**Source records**
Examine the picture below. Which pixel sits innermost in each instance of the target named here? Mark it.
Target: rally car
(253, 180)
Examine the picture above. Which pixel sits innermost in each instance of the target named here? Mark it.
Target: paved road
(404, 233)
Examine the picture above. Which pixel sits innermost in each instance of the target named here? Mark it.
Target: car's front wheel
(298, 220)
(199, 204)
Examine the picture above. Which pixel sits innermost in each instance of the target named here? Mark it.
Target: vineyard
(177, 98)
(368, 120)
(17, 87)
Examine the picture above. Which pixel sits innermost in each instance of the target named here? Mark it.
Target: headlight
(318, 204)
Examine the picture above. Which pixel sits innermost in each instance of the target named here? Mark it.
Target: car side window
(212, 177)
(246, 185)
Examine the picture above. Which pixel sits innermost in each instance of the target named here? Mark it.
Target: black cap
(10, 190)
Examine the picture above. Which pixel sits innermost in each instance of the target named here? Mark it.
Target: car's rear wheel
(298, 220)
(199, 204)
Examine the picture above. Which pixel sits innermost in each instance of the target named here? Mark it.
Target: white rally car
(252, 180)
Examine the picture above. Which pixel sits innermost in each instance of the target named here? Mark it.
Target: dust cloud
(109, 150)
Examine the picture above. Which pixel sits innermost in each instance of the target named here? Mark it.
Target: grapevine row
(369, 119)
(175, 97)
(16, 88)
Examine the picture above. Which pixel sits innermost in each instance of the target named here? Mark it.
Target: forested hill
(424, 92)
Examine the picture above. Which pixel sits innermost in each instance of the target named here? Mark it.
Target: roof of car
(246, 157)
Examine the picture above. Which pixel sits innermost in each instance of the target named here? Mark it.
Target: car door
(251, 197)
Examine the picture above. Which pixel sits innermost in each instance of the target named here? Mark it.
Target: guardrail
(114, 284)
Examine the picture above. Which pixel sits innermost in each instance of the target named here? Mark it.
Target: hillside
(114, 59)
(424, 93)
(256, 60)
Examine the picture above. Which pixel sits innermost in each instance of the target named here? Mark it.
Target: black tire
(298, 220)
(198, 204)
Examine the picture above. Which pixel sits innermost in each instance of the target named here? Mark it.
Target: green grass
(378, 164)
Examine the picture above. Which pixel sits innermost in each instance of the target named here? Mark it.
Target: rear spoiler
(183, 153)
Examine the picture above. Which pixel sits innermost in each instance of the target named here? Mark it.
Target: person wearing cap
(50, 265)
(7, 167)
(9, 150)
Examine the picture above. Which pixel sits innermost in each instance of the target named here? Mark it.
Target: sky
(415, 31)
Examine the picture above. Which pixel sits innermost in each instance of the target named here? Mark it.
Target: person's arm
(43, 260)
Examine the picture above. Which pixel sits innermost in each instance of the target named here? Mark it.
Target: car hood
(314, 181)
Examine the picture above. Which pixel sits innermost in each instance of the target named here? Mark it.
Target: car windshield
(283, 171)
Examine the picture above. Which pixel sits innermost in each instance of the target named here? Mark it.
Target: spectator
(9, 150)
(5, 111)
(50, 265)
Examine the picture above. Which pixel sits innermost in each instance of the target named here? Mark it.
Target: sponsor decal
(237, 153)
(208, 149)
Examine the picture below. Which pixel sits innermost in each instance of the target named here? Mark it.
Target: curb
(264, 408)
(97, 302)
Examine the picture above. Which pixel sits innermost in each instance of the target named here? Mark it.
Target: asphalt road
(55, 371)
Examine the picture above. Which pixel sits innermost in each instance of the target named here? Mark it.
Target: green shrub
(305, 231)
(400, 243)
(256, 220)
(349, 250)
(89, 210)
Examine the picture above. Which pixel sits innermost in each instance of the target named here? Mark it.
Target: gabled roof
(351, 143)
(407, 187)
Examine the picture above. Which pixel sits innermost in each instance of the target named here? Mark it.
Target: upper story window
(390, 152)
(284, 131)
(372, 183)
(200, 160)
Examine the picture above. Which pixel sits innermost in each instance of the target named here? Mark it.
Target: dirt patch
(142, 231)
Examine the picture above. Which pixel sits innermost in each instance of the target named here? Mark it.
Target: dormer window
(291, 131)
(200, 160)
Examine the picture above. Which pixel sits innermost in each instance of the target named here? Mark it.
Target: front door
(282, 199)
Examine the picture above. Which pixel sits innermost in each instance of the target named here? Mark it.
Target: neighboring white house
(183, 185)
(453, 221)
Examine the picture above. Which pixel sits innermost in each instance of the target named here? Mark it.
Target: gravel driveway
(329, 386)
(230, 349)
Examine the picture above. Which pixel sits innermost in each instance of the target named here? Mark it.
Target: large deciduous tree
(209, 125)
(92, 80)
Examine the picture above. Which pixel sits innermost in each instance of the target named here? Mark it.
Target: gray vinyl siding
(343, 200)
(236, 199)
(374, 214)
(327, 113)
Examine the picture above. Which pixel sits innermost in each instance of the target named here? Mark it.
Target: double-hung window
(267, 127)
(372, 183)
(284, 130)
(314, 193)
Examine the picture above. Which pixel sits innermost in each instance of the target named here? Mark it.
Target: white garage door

**WHAT YOU WILL DO**
Every entry above must be returned word for word.

**ANSWER TO THIS PROBLEM**
Examine the picture below. Which pixel sits innermost in each instance of the target named here? Mark it.
Target: rally car
(253, 180)
Examine the picture above. Which pixel sits innermost in each instance of the target named here? Mark it.
Target: paved road
(404, 233)
Examine the picture above. Which pixel sits innermost in each instance of the target named here? Mark it.
Target: car's front wheel
(298, 220)
(199, 204)
Examine the picture above. Which pixel sits innermost in each instance of the target named here? Mark it.
Target: vineyard
(177, 98)
(368, 120)
(17, 87)
Examine the picture above. Which pixel sits innermost in each instance of the target named here? Mark it.
Target: headlight
(318, 204)
Examine the picture above. Which pixel sits innermost in each instance of the target named here? Mark it.
Target: car side window
(212, 177)
(246, 185)
Examine the picture above. Which pixel sits innermost in each instance of the target named here? Mark it.
Target: black cap
(10, 190)
Examine the picture above. Which pixel sits innermost in each instance of the target named here? Mark it.
Target: car's rear wheel
(298, 220)
(199, 204)
Examine the picture above. Which pixel sits innermost in each instance of the target named here? Mark it.
Target: white rally car
(252, 180)
Examine the picture above. Which pixel sits innermost in each instance of the target named here? Mark it.
Target: dust cloud
(109, 150)
Examine the picture above. Which pixel sits innermost in each instance of the target named here? Mark it.
Target: grapevine row
(369, 119)
(175, 97)
(16, 88)
Examine the picture above. Which pixel sits innermost in each instance of the target named here? Mark it.
Target: forested hill
(424, 92)
Examine the picture above. Which pixel sits innermost in each instance of the target named here? Mark it.
Target: roof of car
(246, 157)
Examine the picture above. Which pixel sits innermost in each instance of the target named here? Mark it.
Target: car door
(251, 197)
Examine the picture above. Which pixel sits innermost in each instance of the target named here? Mark it.
Target: guardrail
(114, 284)
Examine the picture above. Which pixel sits innermost in each instance of the target named here? Mark it.
Target: hillside
(114, 59)
(424, 93)
(256, 60)
Examine the picture above. Which pixel sits innermost in each instance of the target named here? Mark it.
Target: black tire
(298, 220)
(198, 204)
Examine the picture above. Which pixel sits innermost in each instance of the target named here? Mark it.
Target: green grass
(378, 164)
Examine the picture above. Which pixel sits innermost in each instance of the target named here? Mark it.
Target: rear spoiler
(183, 153)
Examine the picture above. Which pixel sits innermost in each instance of the target named here? Mark it.
Target: person wearing cap
(50, 265)
(7, 167)
(9, 150)
Examine the picture above. Which pixel sits innermost in each instance of the target named here? Mark it.
Target: sky
(415, 31)
Examine the picture above. Which pixel sits innermost in each instance of the target named here? Mark it.
Target: person's arm
(43, 260)
Examine the picture above. Which pixel sits innermost in each instance of the target named here? Mark it.
Target: car hood
(314, 181)
Examine the picture above. Which pixel sits innermost in each instance of the target named here? Mark it.
Target: car windshield
(283, 171)
Examine the picture above. Which pixel sits innermost in each instance of the target named here? Mark it.
Target: spectator
(9, 150)
(5, 111)
(50, 265)
Examine the picture above. Which pixel sits innermost in each instance of the target named here? Mark it.
Target: sponsor decal
(237, 153)
(208, 149)
Examine the picture below. Which pixel sits innermost in each instance of the target named here? Mark it.
Target: curb
(264, 408)
(97, 302)
Examine the picture above. Which pixel sits innermost in each instance of the target named here? Mark it.
Target: asphalt road
(55, 371)
Examine the picture above. Which pixel sits innermost in each instance of the target named here? Mark it.
Target: green shrub
(305, 231)
(400, 243)
(256, 220)
(349, 250)
(89, 210)
Examine the picture above. Which pixel sits innermost in each instance of the target named here? Mark it.
Target: gabled roof
(351, 143)
(407, 187)
Examine the picture above. Which pixel sits innermost in each instance of the target named here? Mark it.
Target: upper story window
(390, 152)
(284, 131)
(372, 183)
(200, 160)
Examine the picture above. Which pixel sits innermost in each instance of the target named here? Mark it.
Target: dirt patch
(142, 231)
Examine the picture above. Which pixel sits innermost in each instance of the target named here? Mark it.
Target: dormer window
(291, 131)
(200, 160)
Examine the picture above. Which pixel sits innermost in each instance of the target named here? Mark it.
Target: front door
(282, 199)
Examine the picture above. Which pixel sits innermost in each instance of the target named here? Mark it.
Target: neighboring white house
(183, 185)
(453, 221)
Examine the picture above. Which pixel sits innermost in each instance of the target named here? Mark it.
Target: gravel driveway
(329, 386)
(230, 349)
Examine the picture above. Which pixel sits innermost in each instance of the target named here? Mark it.
Target: large deciduous tree
(209, 125)
(92, 80)
Examine the picture above. Which pixel sits innermost in each instance of the target named here? Mark it.
Target: gray vinyl siding
(343, 200)
(236, 199)
(374, 214)
(327, 113)
Examine the picture above. Which pixel sits innermost in each instance of the target named here? Mark it.
Target: double-hung window
(267, 127)
(372, 183)
(284, 130)
(314, 193)
Examine the picture above. Which pixel sits innermost in each instance of the target named here? Mark it.
Target: white garage door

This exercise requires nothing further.